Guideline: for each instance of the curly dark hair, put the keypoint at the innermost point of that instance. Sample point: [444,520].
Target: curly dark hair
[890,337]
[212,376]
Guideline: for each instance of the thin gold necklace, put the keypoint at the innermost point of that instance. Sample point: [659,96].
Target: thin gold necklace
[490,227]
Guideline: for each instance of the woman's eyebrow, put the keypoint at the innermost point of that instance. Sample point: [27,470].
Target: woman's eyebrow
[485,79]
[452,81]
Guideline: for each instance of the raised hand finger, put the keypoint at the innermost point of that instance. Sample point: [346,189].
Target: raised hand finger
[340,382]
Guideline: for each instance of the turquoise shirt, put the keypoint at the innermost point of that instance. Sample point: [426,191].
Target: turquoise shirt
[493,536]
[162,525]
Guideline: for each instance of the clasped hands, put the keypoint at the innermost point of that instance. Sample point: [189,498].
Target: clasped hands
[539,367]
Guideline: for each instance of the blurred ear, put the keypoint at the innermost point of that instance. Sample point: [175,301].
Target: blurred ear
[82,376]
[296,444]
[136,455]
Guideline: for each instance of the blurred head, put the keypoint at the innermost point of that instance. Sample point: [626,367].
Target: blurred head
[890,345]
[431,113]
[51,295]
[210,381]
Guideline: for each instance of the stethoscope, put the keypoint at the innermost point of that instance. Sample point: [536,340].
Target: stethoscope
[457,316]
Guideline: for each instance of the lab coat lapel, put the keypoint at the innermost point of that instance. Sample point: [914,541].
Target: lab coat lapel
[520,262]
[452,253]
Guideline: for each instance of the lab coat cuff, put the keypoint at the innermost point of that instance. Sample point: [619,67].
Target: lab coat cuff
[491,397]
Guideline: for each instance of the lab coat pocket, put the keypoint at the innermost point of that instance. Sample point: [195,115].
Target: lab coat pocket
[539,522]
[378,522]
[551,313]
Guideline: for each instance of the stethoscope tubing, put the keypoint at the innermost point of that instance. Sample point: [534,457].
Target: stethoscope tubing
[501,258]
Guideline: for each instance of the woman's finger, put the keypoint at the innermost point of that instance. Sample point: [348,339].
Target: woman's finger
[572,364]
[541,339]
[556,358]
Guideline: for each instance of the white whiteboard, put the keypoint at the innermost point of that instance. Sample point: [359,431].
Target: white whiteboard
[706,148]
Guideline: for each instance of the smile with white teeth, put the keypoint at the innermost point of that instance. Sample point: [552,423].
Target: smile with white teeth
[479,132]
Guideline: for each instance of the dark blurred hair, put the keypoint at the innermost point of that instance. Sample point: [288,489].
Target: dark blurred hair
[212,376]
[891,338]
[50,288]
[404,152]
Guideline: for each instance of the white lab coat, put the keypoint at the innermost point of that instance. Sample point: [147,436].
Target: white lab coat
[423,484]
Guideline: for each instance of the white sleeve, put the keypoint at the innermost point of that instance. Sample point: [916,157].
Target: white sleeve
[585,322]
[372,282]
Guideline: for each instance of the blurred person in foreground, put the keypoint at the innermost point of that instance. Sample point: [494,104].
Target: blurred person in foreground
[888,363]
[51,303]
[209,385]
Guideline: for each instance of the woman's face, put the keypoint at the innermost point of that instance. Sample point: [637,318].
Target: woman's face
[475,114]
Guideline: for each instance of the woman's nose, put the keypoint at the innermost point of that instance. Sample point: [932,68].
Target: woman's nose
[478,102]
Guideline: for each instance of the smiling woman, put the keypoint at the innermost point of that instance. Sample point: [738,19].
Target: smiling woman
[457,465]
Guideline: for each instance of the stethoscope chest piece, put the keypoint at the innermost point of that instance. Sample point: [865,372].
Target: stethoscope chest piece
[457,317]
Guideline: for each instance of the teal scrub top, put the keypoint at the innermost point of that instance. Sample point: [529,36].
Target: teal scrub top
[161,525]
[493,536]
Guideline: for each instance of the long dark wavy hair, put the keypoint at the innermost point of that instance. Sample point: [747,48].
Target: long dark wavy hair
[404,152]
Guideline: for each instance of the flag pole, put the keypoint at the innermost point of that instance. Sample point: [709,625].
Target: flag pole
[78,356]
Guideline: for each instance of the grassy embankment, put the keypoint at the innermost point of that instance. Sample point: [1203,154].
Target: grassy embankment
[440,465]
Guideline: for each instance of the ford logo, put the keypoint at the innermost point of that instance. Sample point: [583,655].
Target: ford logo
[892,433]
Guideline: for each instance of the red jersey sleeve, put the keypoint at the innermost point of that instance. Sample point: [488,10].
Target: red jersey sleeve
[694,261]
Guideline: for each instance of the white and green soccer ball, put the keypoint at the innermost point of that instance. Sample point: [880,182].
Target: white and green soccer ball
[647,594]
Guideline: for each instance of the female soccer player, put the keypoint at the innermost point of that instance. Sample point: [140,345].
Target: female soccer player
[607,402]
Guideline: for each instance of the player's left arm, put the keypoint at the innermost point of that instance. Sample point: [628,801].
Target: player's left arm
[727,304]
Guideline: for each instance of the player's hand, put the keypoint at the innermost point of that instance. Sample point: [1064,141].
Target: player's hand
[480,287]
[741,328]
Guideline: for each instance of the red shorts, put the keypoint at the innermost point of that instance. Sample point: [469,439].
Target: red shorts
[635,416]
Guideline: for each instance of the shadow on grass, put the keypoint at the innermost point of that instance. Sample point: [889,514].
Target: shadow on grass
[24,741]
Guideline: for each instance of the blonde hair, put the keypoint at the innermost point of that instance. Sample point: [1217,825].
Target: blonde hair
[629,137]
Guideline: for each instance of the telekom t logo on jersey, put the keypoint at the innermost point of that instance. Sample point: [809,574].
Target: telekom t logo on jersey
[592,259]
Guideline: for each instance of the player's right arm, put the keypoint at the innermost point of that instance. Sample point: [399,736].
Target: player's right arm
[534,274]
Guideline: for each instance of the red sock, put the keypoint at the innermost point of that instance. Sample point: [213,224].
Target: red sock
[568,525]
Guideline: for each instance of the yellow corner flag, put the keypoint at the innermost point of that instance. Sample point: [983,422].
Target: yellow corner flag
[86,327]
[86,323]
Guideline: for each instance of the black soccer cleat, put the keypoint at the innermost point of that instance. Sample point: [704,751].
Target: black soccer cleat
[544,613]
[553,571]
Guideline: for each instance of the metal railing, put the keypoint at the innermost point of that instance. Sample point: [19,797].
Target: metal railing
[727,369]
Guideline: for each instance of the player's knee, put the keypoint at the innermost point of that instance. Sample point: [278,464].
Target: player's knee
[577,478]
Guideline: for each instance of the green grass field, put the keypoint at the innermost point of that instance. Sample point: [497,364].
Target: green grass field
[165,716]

-.-.-

Activity => Every entry must appear in the answer, reproduced exactly.

Output of the exercise =>
Guideline: for each instance of the curly dark hair, put the keypoint at the innermost point of that instance. Sample point: [444,520].
Target: curly dark hair
[890,337]
[212,376]
Guideline: for each instance of the thin gold necklace, put the keypoint at the innermost point of that instance. Sample point: [659,96].
Target: thin gold necklace
[490,227]
Guideline: for each instance of the woman's eyebrow, put the keypoint at the innermost point of that instance. Sample point: [27,470].
Target: woman's eyebrow
[485,79]
[452,81]
Guideline: for each instance of the raised hand finger, put the keypoint at the innermost point of that instance. Sample point: [346,189].
Target: raised hand finger
[340,382]
Guideline: for each instance of the turquoise shirt, put the keypoint at the innermost point of that instance. Sample point: [426,191].
Target: turquoise shirt
[493,536]
[162,525]
Guideline: for each instance of the clasped hands, put the keypoint at the innermost point of that instance. Sample point: [189,498].
Target: clasped hands
[539,367]
Guideline: for each instance of the blurred ear, put the keypoint at the innermost point of that instance. Sample point: [175,301].
Target: blurred ear
[82,376]
[296,444]
[136,455]
Guideline: for each instance of the blurred head, put the keypoint at the innermost point of that instance. Sample point: [626,367].
Target: blurred head
[890,345]
[431,113]
[51,295]
[210,381]
Guideline: for each instance of the stethoscope, put the keypoint at the innermost point of that instance. Sample point: [536,340].
Target: stethoscope
[457,316]
Guideline: for each instance of the lab coat lapel, put the keypoint at the innermost point of that instance. Sample point: [914,541].
Target: lab coat lapel
[520,262]
[452,253]
Guideline: for each instance of the lab coat cuff, put the keypoint at the innermost point of that instance. Sample point: [619,67].
Target: lab coat cuff
[491,397]
Guideline: for each instance of the lab coat pocket, put the keypoint at the innermost point of that instance. Sample point: [195,115].
Target: lab coat pocket
[539,522]
[378,522]
[551,313]
Guideline: for each instance of the stethoscope tubing, put the keypoint at the innermost point of that instance. Sample point: [534,457].
Target: stethoscope tubing
[501,258]
Guideline: for each instance of the woman's finger, put the keypoint at the innermost point of that instance. Sample point: [348,339].
Target: woman's finger
[572,364]
[541,339]
[556,358]
Guideline: for each instance of the white whiteboard, put the keypoint at the innermost point of that instance. Sample point: [359,431].
Target: white whiteboard
[706,148]
Guideline: for each instance of the smile with white teeth, put the keypoint at the innermost point of that instance. Sample point: [552,423].
Target: smile with white teeth
[479,132]
Guideline: for each instance of the dark blurred hair, put the keypoint at the innermost point of that instance. Sample point: [288,489].
Target: dark blurred hair
[212,376]
[891,338]
[50,288]
[404,152]
Guideline: for each instance of the white lab coat, put the keypoint at the innermost point of that instance. Sample point: [147,436].
Target: white lab coat
[423,484]
Guideline: for each instance of the white sleeve, put the keypoint at the innermost point of that instance. Sample point: [916,157].
Target: white sleeve
[585,322]
[372,282]
Guideline: for each instance of the blurred person in foreground, put the keypoint at the innermost point of that instance. Sample point: [494,104].
Target: blurred person in foreground
[888,363]
[51,303]
[209,385]
Guideline: for each instance of the woman's face, put the keypoint at the innermost point of that instance. Sample point: [637,318].
Target: woman's face
[475,114]
Guideline: for each instance of the woman's nose, put the keypoint at the innermost point of that instance. Sample point: [932,68].
Target: woman's nose
[478,102]
Guideline: for each instance of the smiling woman, put the keypoint at the innermost point of that instance. Sample point: [738,19].
Target: smiling woman
[457,465]
Guideline: for each instance of the stethoscope chest piece, put the keypoint at the innermost point of that instance. Sample point: [865,372].
Target: stethoscope chest piece
[457,317]
Guideline: for each instance of the teal scrub top, put the keypoint at the innermost point of that instance. Sample point: [529,36].
Target: teal scrub top
[161,525]
[493,536]
Guideline: for each instance of the long dark wavy hair, put the keypoint at the innermost point of that instance. Sample point: [747,48].
Target: long dark wavy hair
[404,152]
Guideline: for each instance of the flag pole, put the keypoint at the innermost point of that instance. Sample point: [709,625].
Target: flag pole
[78,356]
Guideline: for each instance of the grassy embankment, put the keypoint at the innermost point of that instance. Sample point: [1203,154].
Target: grassy embankment
[440,465]
Guideline: for each instance of the ford logo, put the keypoint at the innermost point of that instance. Sample point: [583,655].
Target: ford logo
[892,433]
Guideline: for each instance of the red jersey sleeve, put the keypoint at the innermost point of that instance. Sample point: [488,10].
Target: red jersey sleeve
[694,261]
Guideline: for each instance of the white and green soccer ball, put the keypoint at the innermost point of that instance. Sample point: [880,182].
Target: white and green soccer ball
[647,594]
Guideline: for each instance of the female soccer player, put the keypoint at the innermost point of that instance. Sample point: [140,345].
Target: female soccer player
[607,402]
Guideline: for each instance of the player's left arm, put the keypoint at the innermost point of that instance. Sample point: [628,801].
Target: player's left arm
[727,304]
Guideline: for each instance of the player's hand, put the keypoint at the innermost point of that instance. Sample point: [1064,141].
Target: player's hand
[480,287]
[741,328]
Guideline: for each instance of the red shorts, put the keypoint at the innermost point of that instance. Sample point: [469,439].
Target: red shorts
[635,416]
Guideline: for each instance of the shadow on grass, put the keypoint at the innermost point of that instance. Sample point: [889,514].
Target: shadow on grass
[24,741]
Guideline: for each instance of the blonde hair, put the keypoint at the innermost point of that instance. Sample point: [1217,825].
Target: blonde hair
[629,137]
Guideline: for each instance of the telekom t logo on jersey, put the keypoint at the innermost point of that instance. Sample point: [809,574].
Target: telekom t logo on jersey
[592,259]
Guideline: for each instance of the player's right arm, put the keypoint at the innermost point of that instance. Sample point: [399,736].
Target: player's right arm
[534,274]
Guideline: for each instance of the red sock, put the keypoint at the innermost point of that instance. Sample point: [213,224].
Target: red sock
[568,525]
Guideline: for each instance of the yellow corner flag, put the keypoint at the innermost point of that instance. Sample point: [983,422].
Target: yellow corner flag
[86,327]
[86,323]
Guideline: for each instance of the black soccer cleat, put the keypoint at the innermost point of that instance. Sample point: [704,751].
Target: black soccer cleat
[544,613]
[553,571]
Guideline: for each instance of the metal railing, put the keypoint at the innermost point of that instance. Sample point: [19,797].
Target: metal railing
[727,369]
Guideline: for each instance of the player's knee, put the keypoint at the innermost point of that instance. Sample point: [278,464].
Target: player's knee
[577,478]
Guideline: for each instance of the green grass field, put the keypoint at the innermost point of that instance. Sample point: [497,364].
Target: green grass field
[165,716]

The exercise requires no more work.